(Text provided)

This specialized substrate discovery platform is a key application of our broader Phage Display Protein Interaction Mapping Service, leveraging our core expertise in molecular recognition to decode the complex language of cellular signaling and stability.
Challenges in Ubiquitin Ligase and DUB Research
To understand disease and develop new drugs, it is essential to comprehend how protein levels are regulated. The ubiquitination pathway is the central regulator of this process. It involves a cascade of enzymes (E1, E2, and E3) that covalently attach ubiquitin molecules to a substrate. The E3 ligase provides specificity, serving as the matchmaker that recognizes the target protein. Conversely, a DUB acts as an editor, cleaving the ubiquitin chain to rescue the protein from the proteasome or to alter its signaling function. Dysregulation of this machinery leads to cancer, neurodegeneration, and immune disorders. Consequently, these enzymes are prime targets for drug discovery. Specifically, the field of targeted protein degradation, including PROTAC target development, relies entirely on knowing which E3 ligase pairs with which substrate. Despite their importance, identifying the substrates of a specific E3 or DUB is exceptionally challenging due to inherent biological hurdles:
- Transient Interactions: The interaction between an E3 ligase and its substrate is often a "hit-and-run" event. Once ubiquitination occurs, the complex dissociates rapidly, and the substrate is destroyed. This transience makes capture by co-immunoprecipitation (Co-IP) difficult.
- Low Abundance: Many regulatory substrates exist at very low physiological levels. Mass spectrometry-based proteomics is biased toward abundant proteins, often failing to detect the rare but critical regulators.
- Weak Affinity: The binding affinity between an E3 and its recognition motif is often in the micromolar range, which is biologically sufficient for catalysis but structurally unstable for isolation.
- Promiscuity vs. Specificity: A single E3 may have dozens of substrates, and multiple DUBs may regulate a single substrate. Untangling this web requires a method that can screen the entire proteome in a controlled environment.
Fig.1 Mechanism of protein substrate ubiquitination.1
Phage display overcomes these challenges. By displaying billions of potential substrate fragments on phages and incubating them with the enzyme in vitro (often supplemented with essential reaction components, such as E1, E2, and ubiquitin, to stabilize relevant complexes), we can capture weak and transient binders. It is important to note that while the phage display platform identifies high-affinity binders, confirming them as true ubiquitination substrates requires validation in a complete enzymatic system.
Specialized Substrate Discovery Services for E3s and DUBs
We have tailored our phage display platform to address the specific biochemical requirements of ubiquitin-related enzymes, providing clear answers regarding substrate specificity and recognition motifs.

(End Text provided)
(Entries supplied)

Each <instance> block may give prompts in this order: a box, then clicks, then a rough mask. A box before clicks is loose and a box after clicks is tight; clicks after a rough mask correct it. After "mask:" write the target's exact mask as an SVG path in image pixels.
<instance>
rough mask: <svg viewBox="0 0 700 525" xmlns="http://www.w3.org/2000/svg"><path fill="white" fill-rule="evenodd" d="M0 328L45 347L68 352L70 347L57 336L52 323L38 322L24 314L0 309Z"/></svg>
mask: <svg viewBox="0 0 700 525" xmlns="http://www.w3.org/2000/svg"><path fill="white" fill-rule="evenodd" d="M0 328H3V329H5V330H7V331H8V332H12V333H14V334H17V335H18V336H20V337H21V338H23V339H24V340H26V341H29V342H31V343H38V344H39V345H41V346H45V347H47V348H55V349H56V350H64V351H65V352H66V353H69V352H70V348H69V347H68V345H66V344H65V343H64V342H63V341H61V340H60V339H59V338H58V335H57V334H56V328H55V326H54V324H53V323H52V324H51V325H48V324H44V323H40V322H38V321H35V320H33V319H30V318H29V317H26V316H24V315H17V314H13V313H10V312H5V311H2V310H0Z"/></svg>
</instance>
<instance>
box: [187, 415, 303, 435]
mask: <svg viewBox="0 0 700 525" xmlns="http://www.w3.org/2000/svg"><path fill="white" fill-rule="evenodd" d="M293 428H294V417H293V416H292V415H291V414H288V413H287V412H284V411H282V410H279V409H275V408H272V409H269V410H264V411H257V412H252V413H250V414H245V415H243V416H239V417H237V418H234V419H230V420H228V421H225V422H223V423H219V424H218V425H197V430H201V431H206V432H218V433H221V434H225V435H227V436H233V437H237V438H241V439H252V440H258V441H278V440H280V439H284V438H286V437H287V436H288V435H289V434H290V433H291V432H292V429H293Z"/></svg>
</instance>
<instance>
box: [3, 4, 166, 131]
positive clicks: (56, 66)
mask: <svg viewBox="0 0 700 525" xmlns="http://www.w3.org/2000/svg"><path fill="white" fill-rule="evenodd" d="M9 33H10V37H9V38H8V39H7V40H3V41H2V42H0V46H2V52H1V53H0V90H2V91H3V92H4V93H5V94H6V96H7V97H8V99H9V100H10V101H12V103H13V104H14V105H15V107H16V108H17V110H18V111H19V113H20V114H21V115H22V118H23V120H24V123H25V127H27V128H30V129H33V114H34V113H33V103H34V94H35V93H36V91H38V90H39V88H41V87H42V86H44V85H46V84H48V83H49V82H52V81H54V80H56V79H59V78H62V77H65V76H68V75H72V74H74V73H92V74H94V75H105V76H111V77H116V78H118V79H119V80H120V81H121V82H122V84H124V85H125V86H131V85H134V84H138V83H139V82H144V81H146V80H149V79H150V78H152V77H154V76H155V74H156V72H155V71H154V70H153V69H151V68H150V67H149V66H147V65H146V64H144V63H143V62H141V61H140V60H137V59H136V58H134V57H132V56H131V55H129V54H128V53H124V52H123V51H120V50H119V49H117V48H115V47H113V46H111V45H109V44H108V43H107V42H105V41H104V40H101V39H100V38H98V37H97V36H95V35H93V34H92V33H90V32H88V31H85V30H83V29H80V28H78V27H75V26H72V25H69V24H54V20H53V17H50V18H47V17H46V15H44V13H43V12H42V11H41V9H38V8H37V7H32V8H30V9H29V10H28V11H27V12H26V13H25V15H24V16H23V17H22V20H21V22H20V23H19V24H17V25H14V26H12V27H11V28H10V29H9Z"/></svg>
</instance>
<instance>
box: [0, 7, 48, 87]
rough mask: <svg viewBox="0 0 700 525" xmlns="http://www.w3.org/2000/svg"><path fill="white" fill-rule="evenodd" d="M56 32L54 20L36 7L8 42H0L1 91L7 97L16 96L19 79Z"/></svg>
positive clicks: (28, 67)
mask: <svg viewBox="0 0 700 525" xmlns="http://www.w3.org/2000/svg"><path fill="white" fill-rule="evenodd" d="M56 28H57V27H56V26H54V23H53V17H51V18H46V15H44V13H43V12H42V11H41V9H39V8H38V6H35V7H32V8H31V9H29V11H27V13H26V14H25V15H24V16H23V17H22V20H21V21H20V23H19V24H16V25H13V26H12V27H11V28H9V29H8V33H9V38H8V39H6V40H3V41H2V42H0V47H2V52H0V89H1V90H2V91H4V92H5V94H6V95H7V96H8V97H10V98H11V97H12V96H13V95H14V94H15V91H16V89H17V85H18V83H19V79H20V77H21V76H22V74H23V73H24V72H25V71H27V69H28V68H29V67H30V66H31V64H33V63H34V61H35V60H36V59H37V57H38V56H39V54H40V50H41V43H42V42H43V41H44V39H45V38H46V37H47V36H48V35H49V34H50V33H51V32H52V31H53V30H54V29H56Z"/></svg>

(End Entries supplied)

=== Exercise details ===
Reproduce word for word the passage of the text on E3 ligase and DUB substrates that begins at the words "- Weak Affinity: The" and stops after "a controlled environment.".

=== Output of the task ===
- Weak Affinity: The binding affinity between an E3 and its recognition motif is often in the micromolar range, which is biologically sufficient for catalysis but structurally unstable for isolation.
- Promiscuity vs. Specificity: A single E3 may have dozens of substrates, and multiple DUBs may regulate a single substrate. Untangling this web requires a method that can screen the entire proteome in a controlled environment.